[Referring expression data]
______

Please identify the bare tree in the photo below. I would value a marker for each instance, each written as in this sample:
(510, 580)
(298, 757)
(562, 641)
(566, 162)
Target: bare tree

______

**EXERCISE REQUIREMENTS**
Copy out every entry again, exactly as it was given.

**SOLVED PROBLEM**
Please identify the bare tree in the photo below. I would value a marker for each instance, each written as in this sample:
(510, 580)
(298, 757)
(562, 641)
(566, 162)
Target: bare tree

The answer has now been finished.